▶ _TASK PROMPT_
Each entry below should be restated word for word, without any picture it contains.

▶ _Records drawn from a dataset_
══════════

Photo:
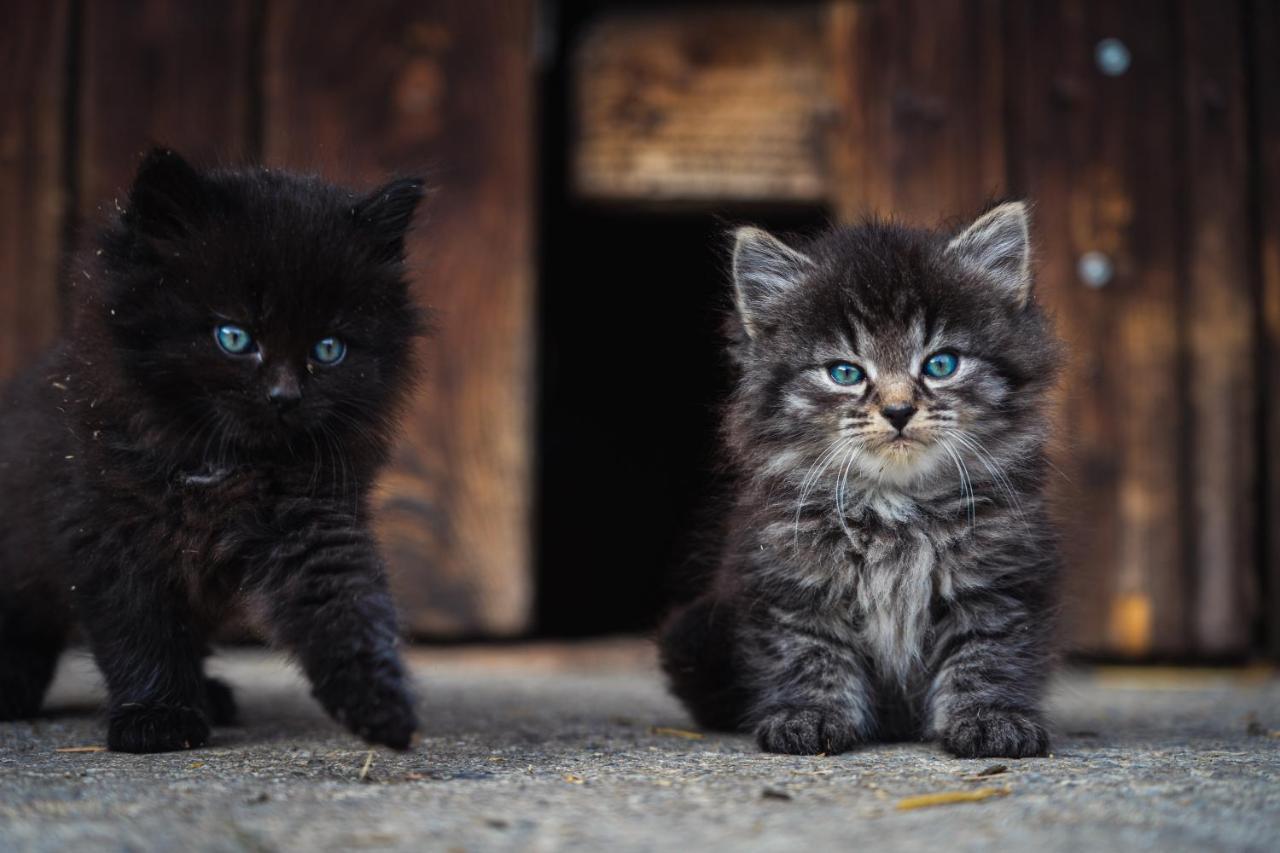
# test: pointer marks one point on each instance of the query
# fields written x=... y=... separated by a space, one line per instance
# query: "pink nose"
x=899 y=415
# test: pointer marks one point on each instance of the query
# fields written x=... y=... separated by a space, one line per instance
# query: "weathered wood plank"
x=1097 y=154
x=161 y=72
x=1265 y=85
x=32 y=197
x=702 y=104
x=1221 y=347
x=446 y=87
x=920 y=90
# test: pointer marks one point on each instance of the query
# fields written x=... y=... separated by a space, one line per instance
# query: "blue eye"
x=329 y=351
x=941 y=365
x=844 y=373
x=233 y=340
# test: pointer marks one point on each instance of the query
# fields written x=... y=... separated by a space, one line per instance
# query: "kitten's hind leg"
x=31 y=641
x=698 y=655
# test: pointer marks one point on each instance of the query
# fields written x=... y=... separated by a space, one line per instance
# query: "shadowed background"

══════════

▶ _ANSWER BOX_
Photo:
# test: pointer marks one point on each instance of the query
# fields written x=... y=... separated by a space, one line per instance
# query: "pink nose"
x=899 y=415
# test: pointer marks one point on each instance of the query
# fields written x=... y=... separated by a space, one line per instance
# query: "weathered wood plank"
x=1097 y=154
x=161 y=72
x=1265 y=85
x=32 y=197
x=702 y=104
x=1221 y=347
x=446 y=87
x=920 y=90
# test: pointer marks one point on each instance of the query
# fields written x=... y=... separated by a space, one line per instance
# query: "blue eye"
x=329 y=351
x=941 y=365
x=844 y=373
x=233 y=340
# test: pointer marks one point on each instance of the query
# fields written x=... y=... separated by a space, one line per instance
# query: "kitten's hind leg"
x=31 y=641
x=698 y=655
# test: pointer marks one point on each instance of the query
# fields written x=... y=... separated by a space, one line per instance
# query: "shadowed background"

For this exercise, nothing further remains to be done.